(Region pointing data)
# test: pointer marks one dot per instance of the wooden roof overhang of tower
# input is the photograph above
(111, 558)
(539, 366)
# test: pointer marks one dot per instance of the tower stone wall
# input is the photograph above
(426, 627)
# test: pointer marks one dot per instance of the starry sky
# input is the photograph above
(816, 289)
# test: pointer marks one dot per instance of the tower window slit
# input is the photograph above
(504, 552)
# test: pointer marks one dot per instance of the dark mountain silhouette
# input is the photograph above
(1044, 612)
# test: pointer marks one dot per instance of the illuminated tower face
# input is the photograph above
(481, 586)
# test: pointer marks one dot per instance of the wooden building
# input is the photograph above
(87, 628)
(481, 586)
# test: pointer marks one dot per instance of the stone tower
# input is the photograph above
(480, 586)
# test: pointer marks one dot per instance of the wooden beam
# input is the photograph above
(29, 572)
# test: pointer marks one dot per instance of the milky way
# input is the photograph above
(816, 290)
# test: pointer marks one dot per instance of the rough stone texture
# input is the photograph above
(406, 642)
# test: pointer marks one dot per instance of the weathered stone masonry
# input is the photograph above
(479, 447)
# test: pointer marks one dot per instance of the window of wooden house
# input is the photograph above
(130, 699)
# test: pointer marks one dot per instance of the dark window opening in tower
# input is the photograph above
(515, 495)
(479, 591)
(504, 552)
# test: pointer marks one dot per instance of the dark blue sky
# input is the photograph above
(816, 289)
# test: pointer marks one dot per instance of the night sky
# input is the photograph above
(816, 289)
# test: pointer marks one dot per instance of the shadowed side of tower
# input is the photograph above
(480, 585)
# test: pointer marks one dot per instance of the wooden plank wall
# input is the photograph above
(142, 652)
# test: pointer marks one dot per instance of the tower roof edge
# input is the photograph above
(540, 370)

**Task goal:**
Return the records in full. Omit nothing.

**Answer section:**
# test: pointer marks one dot per instance of the wooden roof overhang of tower
# input is the photograph above
(111, 558)
(539, 366)
# test: pointer marks one dot per instance of the tower stone wall
# input is the photograph above
(426, 627)
# test: pointer marks one dot per instance of the starry sky
# input is the photograph above
(816, 289)
# test: pointer marks one dot per instance of the tower window slit
# input is the photograph above
(504, 552)
# test: pointer marks one dot per instance of the dark mountain silhouette
# input is the photograph above
(1044, 612)
# test: pointer marks one dot per instance of the illuminated tower face
# input is the photograph above
(481, 586)
# test: pointer marks one dot per instance of the wooden building
# input is the photograph above
(87, 628)
(481, 586)
# test: pointer marks one dot per instance of the stone tower
# input is the photograph above
(480, 586)
# test: pointer marks one dot per instance of the wooden beam
# input is the photograph above
(29, 572)
# test: pointer marks one dot per instance of the milky way
# input is the photograph above
(816, 290)
# test: pointer marks one dot per instance of the rough stone texture
# input is the photograph above
(406, 642)
# test: pointer marks one dot per instance of the weathered stone masonry
# input is the photograph above
(479, 447)
# test: pointer marks one dot per instance of the window of wooden house
# input is the photograph above
(130, 699)
# test: pointer marks one dot per instance of the dark window opening in tower
# input is the photograph above
(515, 495)
(479, 591)
(504, 552)
# test: pointer marks one dot per instance of the dark blue sky
# input is the photograph above
(816, 289)
# test: pointer marks one dot per instance of the night sky
# input is the photograph above
(816, 289)
# test: pointer marks one dot per instance of the shadowed side of tower
# input is the photograph above
(480, 585)
# test: pointer marks one dot per instance of the wooden plank wall
# input is the photograph above
(142, 652)
# test: pointer marks one dot per instance of the tower roof edge
# input is the photograph above
(540, 370)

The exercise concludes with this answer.